**Exercise details:** Among the lines below, the one containing "pixel 380 190" opens the range and the one containing "pixel 566 170" closes it. Print that range exactly, without the pictures.

**Data listing:**
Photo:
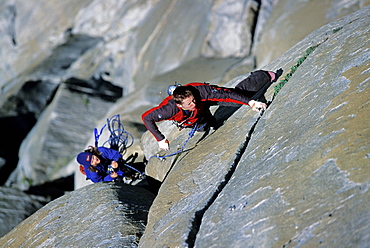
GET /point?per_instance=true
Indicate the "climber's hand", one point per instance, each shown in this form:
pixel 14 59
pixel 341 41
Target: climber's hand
pixel 164 144
pixel 257 106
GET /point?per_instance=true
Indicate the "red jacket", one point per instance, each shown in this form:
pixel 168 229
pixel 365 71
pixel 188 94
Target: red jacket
pixel 168 110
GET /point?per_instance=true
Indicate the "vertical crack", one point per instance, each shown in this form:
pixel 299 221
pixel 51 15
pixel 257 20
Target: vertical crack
pixel 197 221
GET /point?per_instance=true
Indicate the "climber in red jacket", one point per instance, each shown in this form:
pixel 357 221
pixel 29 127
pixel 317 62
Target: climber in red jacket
pixel 190 104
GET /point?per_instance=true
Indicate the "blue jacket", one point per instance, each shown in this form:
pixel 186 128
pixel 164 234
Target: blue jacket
pixel 104 169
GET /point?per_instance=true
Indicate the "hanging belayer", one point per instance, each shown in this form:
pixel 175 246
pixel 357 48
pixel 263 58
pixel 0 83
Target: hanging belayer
pixel 103 164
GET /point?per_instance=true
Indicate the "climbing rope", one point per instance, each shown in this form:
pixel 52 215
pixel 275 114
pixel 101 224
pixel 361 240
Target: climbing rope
pixel 191 134
pixel 119 139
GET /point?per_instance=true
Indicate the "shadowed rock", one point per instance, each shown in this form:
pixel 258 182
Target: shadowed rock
pixel 98 215
pixel 295 176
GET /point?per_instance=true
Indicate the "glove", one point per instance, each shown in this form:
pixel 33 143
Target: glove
pixel 164 144
pixel 257 106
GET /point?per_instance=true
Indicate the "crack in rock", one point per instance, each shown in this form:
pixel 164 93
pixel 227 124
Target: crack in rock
pixel 197 221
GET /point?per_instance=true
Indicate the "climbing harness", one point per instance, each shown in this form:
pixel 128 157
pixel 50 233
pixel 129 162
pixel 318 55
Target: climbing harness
pixel 118 139
pixel 191 134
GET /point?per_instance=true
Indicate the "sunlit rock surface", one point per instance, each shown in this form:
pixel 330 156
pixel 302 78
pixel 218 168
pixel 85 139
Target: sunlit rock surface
pixel 296 176
pixel 138 46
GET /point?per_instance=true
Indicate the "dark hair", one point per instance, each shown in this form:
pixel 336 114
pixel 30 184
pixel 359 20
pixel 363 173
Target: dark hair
pixel 94 151
pixel 182 92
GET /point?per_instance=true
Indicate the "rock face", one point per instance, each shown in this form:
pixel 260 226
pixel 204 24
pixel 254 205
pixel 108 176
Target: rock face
pixel 17 206
pixel 64 69
pixel 138 46
pixel 98 215
pixel 295 176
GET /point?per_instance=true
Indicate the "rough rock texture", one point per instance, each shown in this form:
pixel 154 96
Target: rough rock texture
pixel 98 215
pixel 15 206
pixel 139 47
pixel 42 161
pixel 289 21
pixel 295 176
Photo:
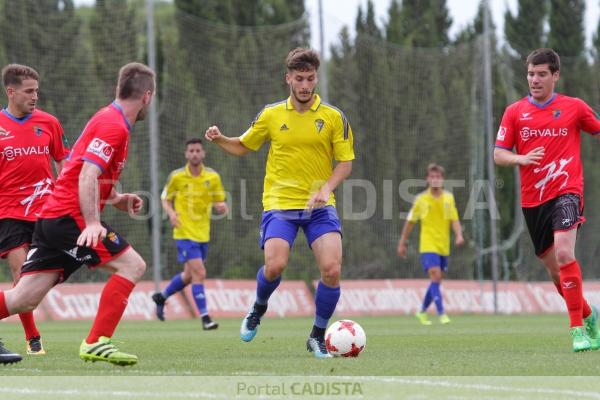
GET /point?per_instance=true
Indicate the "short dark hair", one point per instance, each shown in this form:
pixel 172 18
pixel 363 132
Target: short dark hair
pixel 433 167
pixel 193 141
pixel 14 74
pixel 544 56
pixel 302 59
pixel 135 79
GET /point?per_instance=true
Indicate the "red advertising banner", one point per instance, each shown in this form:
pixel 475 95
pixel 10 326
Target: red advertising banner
pixel 233 298
pixel 225 298
pixel 393 297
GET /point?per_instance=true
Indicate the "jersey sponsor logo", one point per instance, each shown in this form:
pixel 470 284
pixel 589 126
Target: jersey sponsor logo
pixel 319 123
pixel 40 189
pixel 501 133
pixel 4 134
pixel 527 133
pixel 10 153
pixel 101 149
pixel 552 174
pixel 525 117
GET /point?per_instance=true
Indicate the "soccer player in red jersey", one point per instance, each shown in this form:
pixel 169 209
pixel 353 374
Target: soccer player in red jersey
pixel 29 139
pixel 545 128
pixel 69 232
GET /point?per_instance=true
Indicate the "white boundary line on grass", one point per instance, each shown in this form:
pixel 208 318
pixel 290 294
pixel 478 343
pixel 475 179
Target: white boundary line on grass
pixel 477 386
pixel 113 393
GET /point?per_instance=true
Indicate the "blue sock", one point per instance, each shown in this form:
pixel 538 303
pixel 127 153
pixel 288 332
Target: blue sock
pixel 428 299
pixel 265 288
pixel 436 293
pixel 199 298
pixel 326 299
pixel 174 286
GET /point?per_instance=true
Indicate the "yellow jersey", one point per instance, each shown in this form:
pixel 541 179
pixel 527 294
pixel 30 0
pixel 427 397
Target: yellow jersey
pixel 435 215
pixel 303 147
pixel 192 198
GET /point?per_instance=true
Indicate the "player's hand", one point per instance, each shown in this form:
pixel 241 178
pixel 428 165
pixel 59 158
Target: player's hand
pixel 533 157
pixel 402 250
pixel 213 133
pixel 91 235
pixel 318 199
pixel 174 219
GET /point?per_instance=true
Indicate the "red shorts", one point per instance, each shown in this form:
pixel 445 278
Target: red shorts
pixel 54 247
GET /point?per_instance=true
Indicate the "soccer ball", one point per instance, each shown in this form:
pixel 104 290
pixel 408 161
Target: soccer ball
pixel 345 338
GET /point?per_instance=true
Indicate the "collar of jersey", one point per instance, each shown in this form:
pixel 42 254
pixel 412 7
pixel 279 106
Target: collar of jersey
pixel 189 173
pixel 21 120
pixel 314 107
pixel 120 109
pixel 538 105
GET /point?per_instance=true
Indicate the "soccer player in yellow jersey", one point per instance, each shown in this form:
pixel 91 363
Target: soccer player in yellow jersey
pixel 435 209
pixel 306 135
pixel 188 198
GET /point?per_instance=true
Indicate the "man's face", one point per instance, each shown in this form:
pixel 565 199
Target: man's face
pixel 435 179
pixel 541 81
pixel 195 154
pixel 302 84
pixel 23 98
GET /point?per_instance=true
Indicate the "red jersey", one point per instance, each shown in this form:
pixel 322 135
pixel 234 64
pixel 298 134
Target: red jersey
pixel 555 125
pixel 26 146
pixel 103 142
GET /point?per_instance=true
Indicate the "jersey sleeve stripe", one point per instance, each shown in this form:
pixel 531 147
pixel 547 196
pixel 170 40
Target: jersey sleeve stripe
pixel 96 163
pixel 344 120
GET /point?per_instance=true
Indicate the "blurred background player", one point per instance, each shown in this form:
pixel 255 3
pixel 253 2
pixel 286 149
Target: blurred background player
pixel 188 198
pixel 545 130
pixel 29 139
pixel 435 209
pixel 306 135
pixel 69 232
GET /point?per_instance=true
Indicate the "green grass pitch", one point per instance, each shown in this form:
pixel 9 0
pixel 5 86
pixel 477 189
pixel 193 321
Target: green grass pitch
pixel 470 345
pixel 474 357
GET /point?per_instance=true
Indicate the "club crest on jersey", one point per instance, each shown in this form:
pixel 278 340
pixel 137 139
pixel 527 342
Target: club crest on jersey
pixel 101 149
pixel 319 123
pixel 112 236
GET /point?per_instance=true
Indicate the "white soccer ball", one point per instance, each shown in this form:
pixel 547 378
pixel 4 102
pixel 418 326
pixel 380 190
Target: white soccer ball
pixel 345 338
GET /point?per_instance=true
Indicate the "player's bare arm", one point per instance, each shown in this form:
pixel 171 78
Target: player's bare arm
pixel 408 227
pixel 459 240
pixel 342 170
pixel 128 202
pixel 171 213
pixel 505 157
pixel 89 205
pixel 221 207
pixel 230 145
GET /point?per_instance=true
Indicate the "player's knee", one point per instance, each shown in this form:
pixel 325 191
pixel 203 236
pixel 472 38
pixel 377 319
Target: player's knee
pixel 274 268
pixel 564 256
pixel 331 273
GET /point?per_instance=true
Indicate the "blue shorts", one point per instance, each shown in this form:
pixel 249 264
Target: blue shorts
pixel 284 224
pixel 188 250
pixel 429 260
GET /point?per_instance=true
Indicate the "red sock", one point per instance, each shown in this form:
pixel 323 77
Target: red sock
pixel 29 325
pixel 587 310
pixel 572 290
pixel 3 310
pixel 113 302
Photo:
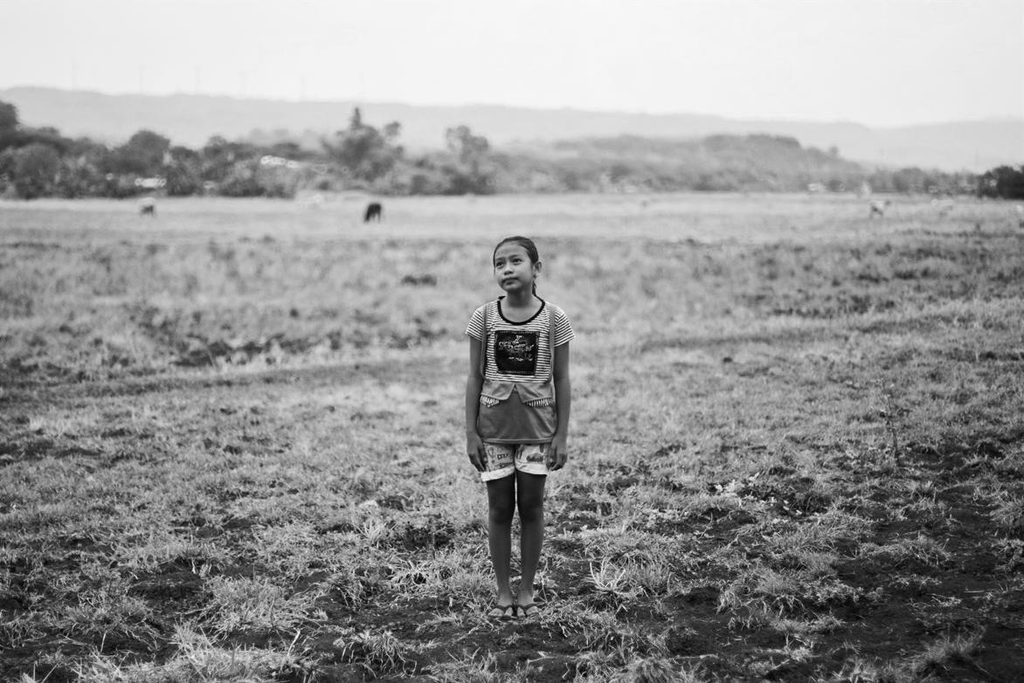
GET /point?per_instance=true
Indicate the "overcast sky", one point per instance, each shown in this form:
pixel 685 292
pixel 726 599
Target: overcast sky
pixel 872 61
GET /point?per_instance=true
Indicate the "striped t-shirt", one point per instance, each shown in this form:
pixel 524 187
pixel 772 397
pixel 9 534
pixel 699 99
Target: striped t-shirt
pixel 518 351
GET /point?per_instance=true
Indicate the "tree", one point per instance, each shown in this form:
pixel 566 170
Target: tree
pixel 472 172
pixel 141 155
pixel 183 172
pixel 8 125
pixel 365 153
pixel 36 168
pixel 1003 181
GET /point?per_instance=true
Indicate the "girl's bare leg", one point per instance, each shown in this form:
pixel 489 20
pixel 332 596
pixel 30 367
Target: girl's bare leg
pixel 530 503
pixel 501 509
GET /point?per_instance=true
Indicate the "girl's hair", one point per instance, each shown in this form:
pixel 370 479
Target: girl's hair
pixel 526 244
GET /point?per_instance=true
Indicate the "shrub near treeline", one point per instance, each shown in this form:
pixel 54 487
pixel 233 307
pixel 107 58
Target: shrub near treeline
pixel 41 162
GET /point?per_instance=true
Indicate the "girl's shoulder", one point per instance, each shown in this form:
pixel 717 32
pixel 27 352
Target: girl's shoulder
pixel 555 310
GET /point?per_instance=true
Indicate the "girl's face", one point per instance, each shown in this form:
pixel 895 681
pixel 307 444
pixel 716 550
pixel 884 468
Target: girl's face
pixel 513 270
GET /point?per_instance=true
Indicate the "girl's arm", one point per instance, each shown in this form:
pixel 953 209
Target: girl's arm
pixel 474 446
pixel 563 403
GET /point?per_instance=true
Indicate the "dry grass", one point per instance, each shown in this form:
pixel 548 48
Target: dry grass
pixel 230 442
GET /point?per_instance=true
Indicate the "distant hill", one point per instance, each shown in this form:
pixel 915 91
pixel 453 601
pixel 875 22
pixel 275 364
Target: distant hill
pixel 192 120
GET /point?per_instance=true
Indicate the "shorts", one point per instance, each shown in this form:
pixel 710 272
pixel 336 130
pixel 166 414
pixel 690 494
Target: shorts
pixel 501 460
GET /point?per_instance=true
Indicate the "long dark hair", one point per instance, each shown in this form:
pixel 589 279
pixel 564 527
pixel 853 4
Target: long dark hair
pixel 526 244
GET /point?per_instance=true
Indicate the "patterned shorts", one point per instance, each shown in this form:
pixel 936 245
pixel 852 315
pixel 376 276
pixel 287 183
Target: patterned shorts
pixel 501 460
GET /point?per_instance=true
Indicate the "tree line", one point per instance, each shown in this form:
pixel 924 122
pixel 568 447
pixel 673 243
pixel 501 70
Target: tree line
pixel 41 162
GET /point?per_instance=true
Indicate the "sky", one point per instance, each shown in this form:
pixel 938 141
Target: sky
pixel 879 62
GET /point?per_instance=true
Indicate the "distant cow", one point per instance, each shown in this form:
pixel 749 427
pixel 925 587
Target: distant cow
pixel 879 209
pixel 374 212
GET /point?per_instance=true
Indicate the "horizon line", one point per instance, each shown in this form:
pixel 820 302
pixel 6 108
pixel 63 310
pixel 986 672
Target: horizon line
pixel 994 118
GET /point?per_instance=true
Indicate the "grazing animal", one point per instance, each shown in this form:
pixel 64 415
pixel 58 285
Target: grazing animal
pixel 879 208
pixel 374 212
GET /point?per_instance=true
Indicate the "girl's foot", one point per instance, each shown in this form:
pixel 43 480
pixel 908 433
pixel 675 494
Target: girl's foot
pixel 529 609
pixel 503 612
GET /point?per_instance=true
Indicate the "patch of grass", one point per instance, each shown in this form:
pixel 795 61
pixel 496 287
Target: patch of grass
pixel 231 449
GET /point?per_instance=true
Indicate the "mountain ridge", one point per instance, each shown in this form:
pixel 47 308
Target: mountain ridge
pixel 193 119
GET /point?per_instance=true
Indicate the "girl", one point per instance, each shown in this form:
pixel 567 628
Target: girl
pixel 517 412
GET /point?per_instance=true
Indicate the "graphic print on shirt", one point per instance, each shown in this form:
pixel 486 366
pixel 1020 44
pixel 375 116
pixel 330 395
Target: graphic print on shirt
pixel 515 352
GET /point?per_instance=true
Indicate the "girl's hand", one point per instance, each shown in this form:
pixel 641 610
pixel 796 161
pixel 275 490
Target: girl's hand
pixel 474 449
pixel 557 453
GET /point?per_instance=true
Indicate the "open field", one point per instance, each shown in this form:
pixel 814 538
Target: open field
pixel 231 441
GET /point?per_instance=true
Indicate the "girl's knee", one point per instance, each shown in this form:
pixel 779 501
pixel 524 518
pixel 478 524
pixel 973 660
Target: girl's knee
pixel 530 509
pixel 501 512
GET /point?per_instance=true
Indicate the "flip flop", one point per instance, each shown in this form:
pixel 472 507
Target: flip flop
pixel 503 612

**Result:**
pixel 380 190
Target: white soccer ball
pixel 345 338
GET /point?per_instance=true
Indicate the "player's bare arm", one point per instance, each shown in this form:
pixel 171 78
Target: player's bare arm
pixel 408 227
pixel 459 240
pixel 342 170
pixel 128 202
pixel 171 213
pixel 505 157
pixel 89 205
pixel 221 207
pixel 230 145
GET /point?per_instance=true
Indicate the "player's knee", one point per instance, each shown in this form:
pixel 325 191
pixel 203 236
pixel 472 38
pixel 377 319
Target: player's knee
pixel 274 268
pixel 564 256
pixel 331 273
GET /point?per_instance=true
Indicate the "blue shorts", one point per instance, each shown in this form:
pixel 249 264
Target: blue shorts
pixel 284 224
pixel 188 250
pixel 429 260
GET /point?per_instance=true
Indicate the "red sock", one point per instance, each shown in this form:
pixel 323 77
Target: red sock
pixel 29 325
pixel 587 310
pixel 572 290
pixel 3 310
pixel 113 302
Photo:
GET /point?per_instance=true
Indicate the "overcast sky", one point per instance, each shown in this form:
pixel 685 292
pixel 726 599
Target: overcast sky
pixel 872 61
GET /point?per_instance=true
Indicate the "striped t-shirt", one point per instance, each shown in this form:
pixel 524 187
pixel 772 397
pixel 9 534
pixel 699 99
Target: striped t-shirt
pixel 518 351
GET /point?per_instance=true
Indicate the "tree", one point per instance, each shown in this form:
pixel 566 170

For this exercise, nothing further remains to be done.